* [SET PROBLEM] Please quote all of the data below word for word, with every line left unchanged.

[Excerpts from a segmentation dataset]
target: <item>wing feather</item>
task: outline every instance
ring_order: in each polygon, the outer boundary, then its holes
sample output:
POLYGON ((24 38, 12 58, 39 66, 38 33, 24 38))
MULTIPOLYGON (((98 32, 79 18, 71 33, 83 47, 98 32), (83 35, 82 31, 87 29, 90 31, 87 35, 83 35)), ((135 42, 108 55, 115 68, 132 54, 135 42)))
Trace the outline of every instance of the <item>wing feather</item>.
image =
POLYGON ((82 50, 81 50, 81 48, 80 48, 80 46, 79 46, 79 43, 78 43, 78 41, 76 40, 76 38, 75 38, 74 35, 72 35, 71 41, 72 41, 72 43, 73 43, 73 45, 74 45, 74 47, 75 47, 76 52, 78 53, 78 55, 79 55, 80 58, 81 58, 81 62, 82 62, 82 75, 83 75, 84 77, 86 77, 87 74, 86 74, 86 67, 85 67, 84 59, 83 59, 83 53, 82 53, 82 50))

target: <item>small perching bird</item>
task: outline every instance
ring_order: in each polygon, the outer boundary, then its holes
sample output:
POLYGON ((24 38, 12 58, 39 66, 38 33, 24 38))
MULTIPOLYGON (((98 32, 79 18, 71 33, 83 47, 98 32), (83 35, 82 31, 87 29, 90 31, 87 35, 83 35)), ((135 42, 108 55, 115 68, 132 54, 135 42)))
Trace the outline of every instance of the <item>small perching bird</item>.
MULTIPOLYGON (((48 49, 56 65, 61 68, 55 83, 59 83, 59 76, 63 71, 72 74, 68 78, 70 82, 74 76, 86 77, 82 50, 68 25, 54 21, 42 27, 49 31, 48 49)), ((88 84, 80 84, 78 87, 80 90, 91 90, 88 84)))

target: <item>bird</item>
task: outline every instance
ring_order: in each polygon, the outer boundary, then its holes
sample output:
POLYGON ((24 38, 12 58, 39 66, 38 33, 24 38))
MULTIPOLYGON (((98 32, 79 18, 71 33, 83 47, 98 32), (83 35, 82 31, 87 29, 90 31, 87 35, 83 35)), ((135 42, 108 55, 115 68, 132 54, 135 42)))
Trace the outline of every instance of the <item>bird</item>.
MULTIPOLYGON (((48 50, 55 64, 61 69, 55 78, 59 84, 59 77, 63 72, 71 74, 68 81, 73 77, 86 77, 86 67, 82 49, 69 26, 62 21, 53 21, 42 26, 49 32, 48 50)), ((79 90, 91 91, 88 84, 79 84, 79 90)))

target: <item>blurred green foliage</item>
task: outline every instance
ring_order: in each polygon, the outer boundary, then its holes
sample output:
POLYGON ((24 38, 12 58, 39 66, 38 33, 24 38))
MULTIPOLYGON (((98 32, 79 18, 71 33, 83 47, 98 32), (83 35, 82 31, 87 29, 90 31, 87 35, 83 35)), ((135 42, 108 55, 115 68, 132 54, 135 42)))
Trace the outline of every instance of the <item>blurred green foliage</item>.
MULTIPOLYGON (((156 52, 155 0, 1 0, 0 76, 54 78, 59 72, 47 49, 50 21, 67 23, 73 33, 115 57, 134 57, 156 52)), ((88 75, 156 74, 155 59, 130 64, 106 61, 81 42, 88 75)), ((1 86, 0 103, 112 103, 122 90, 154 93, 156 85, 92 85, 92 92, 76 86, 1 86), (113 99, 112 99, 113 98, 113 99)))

* [REPLY TO THE TASK]
target: <item>wing feather</item>
task: outline every instance
ring_order: in each polygon, the outer boundary, then its holes
sample output:
POLYGON ((24 38, 12 58, 39 66, 38 33, 24 38))
MULTIPOLYGON (((98 32, 79 18, 71 33, 83 47, 98 32), (83 35, 82 31, 87 29, 90 31, 87 35, 83 35)), ((135 42, 108 55, 115 68, 132 54, 135 42)))
Trace the outline of every instance of the <item>wing feather</item>.
image =
POLYGON ((82 50, 81 50, 81 48, 80 48, 80 46, 79 46, 79 43, 78 43, 78 41, 76 40, 76 38, 75 38, 74 35, 72 35, 71 41, 72 41, 72 43, 73 43, 73 45, 74 45, 74 47, 75 47, 76 52, 78 53, 78 55, 79 55, 80 58, 81 58, 81 62, 82 62, 82 75, 83 75, 84 77, 86 77, 87 74, 86 74, 86 67, 85 67, 84 59, 83 59, 83 53, 82 53, 82 50))

target: <item>small perching bird</item>
task: outline every instance
ring_order: in each polygon, the outer boundary, then its holes
sample output:
POLYGON ((24 38, 12 58, 39 66, 38 33, 24 38))
MULTIPOLYGON (((98 32, 79 18, 71 33, 83 47, 98 32), (83 35, 82 31, 87 29, 90 31, 87 35, 83 35)), ((135 42, 108 55, 115 68, 132 54, 135 42)))
Trace the outline of every instance of the <item>small perching bird</item>.
MULTIPOLYGON (((48 49, 56 65, 61 68, 55 83, 59 83, 59 76, 63 71, 72 74, 68 78, 70 82, 74 76, 86 77, 82 50, 68 25, 54 21, 42 27, 49 31, 48 49)), ((88 84, 80 84, 78 87, 80 90, 91 90, 88 84)))

target: <item>bird</item>
task: outline every instance
ring_order: in each polygon, the outer boundary, then its holes
sample output:
POLYGON ((24 38, 12 58, 39 66, 38 33, 24 38))
MULTIPOLYGON (((98 32, 79 18, 71 33, 83 47, 98 32), (83 35, 82 31, 87 29, 90 31, 87 35, 83 35)), ((135 42, 108 55, 115 68, 132 54, 135 42)))
Trace the outline of every instance of the <item>bird</item>.
MULTIPOLYGON (((48 50, 55 64, 61 69, 55 78, 59 84, 59 77, 63 72, 71 74, 68 81, 73 77, 86 77, 86 67, 82 49, 69 26, 62 21, 53 21, 42 26, 49 32, 48 50)), ((79 90, 91 91, 88 84, 79 84, 79 90)))

target: <item>blurred green foliage</item>
task: outline every instance
ring_order: in each polygon, the outer boundary, then its holes
sample output:
POLYGON ((24 38, 12 58, 39 66, 38 33, 24 38))
MULTIPOLYGON (((98 32, 79 18, 71 33, 83 47, 98 32), (83 35, 82 31, 87 29, 90 31, 87 35, 83 35)), ((135 42, 108 55, 115 68, 132 54, 135 42)))
Trace the outline of every instance of the <item>blurred green foliage</item>.
MULTIPOLYGON (((156 52, 155 0, 1 0, 0 76, 54 78, 59 72, 47 49, 50 21, 67 23, 73 33, 115 57, 134 57, 156 52)), ((88 75, 156 74, 155 59, 130 64, 106 61, 81 42, 88 75)), ((1 86, 0 103, 112 103, 122 90, 154 93, 156 85, 92 85, 92 92, 76 86, 1 86), (113 99, 112 99, 113 98, 113 99)))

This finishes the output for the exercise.